REQUIRED WORK: Return the passage of the gesture recognition tutorial from "By the end of" to "knowledgebuilder cloud service.", copied word for word.

PASSAGE GIVEN:
#### NOTE: Before you begin this tutorial the [Upload the Gesture Demo Project to SensiML Cloud](Getting%20Started%20-%20Tutorial%200%20-%20Project%20Upload.ipynb) using the Data Capture Lab

#  Building a Knowledegpack for Gesture Recognition

In this Tutorial we are going to walk you through setting up the **Automated Pipelines with Widgets**. 

The data you are going to use was collected from multiple subjects wearing a device with 6 sensors (Accelerometer x,y,z and Gyroscope x,y,z) and formatted using the Data Capture Lab. The goal is using Automated Pipelines to build a model that is able to classify what type of activity the subjects were performing. 

By the end of this tutorial you should be able to 
* Query data by using **query widget**
* Create models by using **automated pipelines widget** 
* Understand the quality of the model
* Download the binaly/library files by using ** model builder widget**  


### Initialize a KB project

The data for this project has already been labeled and uploaded to the Project "Gesture_data_demo". To access the data first connect to the knowledgebuilder cloud service.

[Rows from a dataset]
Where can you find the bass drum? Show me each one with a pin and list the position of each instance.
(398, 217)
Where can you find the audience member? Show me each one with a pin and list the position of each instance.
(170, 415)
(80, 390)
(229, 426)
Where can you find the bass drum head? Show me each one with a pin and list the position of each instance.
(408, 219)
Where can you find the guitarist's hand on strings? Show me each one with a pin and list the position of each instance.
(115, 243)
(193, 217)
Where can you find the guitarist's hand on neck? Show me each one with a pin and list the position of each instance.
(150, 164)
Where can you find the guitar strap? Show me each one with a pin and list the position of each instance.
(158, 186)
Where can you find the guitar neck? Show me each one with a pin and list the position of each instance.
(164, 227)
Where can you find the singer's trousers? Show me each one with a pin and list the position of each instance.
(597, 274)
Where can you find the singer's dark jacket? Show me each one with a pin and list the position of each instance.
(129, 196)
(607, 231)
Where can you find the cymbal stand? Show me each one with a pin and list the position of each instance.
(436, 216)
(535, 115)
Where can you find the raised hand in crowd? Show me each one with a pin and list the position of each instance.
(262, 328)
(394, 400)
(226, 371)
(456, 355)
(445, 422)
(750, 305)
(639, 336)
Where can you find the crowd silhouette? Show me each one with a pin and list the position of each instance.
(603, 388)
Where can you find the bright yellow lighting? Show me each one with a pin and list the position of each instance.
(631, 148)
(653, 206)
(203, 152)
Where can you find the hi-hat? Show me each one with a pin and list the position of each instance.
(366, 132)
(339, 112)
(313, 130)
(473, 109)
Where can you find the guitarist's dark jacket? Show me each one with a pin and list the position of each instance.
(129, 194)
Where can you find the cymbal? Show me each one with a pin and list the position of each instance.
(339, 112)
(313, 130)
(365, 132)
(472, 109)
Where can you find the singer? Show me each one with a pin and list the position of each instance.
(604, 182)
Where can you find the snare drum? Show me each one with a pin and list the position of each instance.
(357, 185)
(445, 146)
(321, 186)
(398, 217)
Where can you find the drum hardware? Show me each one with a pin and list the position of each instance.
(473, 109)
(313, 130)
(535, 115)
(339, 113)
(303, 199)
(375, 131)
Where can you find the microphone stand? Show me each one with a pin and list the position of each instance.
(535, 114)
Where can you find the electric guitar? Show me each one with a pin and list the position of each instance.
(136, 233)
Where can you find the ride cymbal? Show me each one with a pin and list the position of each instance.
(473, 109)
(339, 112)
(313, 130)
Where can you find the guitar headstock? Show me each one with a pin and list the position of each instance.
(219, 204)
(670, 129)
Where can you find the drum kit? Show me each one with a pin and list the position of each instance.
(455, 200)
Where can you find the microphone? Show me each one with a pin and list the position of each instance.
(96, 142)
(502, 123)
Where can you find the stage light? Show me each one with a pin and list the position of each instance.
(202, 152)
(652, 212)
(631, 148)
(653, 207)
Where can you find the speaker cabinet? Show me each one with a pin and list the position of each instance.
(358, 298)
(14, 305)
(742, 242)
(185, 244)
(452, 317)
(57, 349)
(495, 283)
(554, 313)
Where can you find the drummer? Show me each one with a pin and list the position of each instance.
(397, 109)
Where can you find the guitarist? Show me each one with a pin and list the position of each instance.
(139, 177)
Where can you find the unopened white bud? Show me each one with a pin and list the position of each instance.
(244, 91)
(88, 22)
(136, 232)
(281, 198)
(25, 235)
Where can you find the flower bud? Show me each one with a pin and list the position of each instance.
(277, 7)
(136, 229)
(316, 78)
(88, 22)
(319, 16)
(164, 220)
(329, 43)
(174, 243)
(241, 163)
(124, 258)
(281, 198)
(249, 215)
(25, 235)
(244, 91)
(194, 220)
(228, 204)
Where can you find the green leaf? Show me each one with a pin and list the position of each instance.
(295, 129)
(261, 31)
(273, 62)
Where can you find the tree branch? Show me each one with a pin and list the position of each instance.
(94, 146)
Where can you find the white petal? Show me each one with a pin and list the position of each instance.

RESULT OF THIS EXERCISE:
By the end of this tutorial you should be able to 
* Query data by using **query widget**
* Create models by using **automated pipelines widget** 
* Understand the quality of the model
* Download the binaly/library files by using ** model builder widget**  


### Initialize a KB project

The data for this project has already been labeled and uploaded to the Project "Gesture_data_demo". To access the data first connect to the knowledgebuilder cloud service.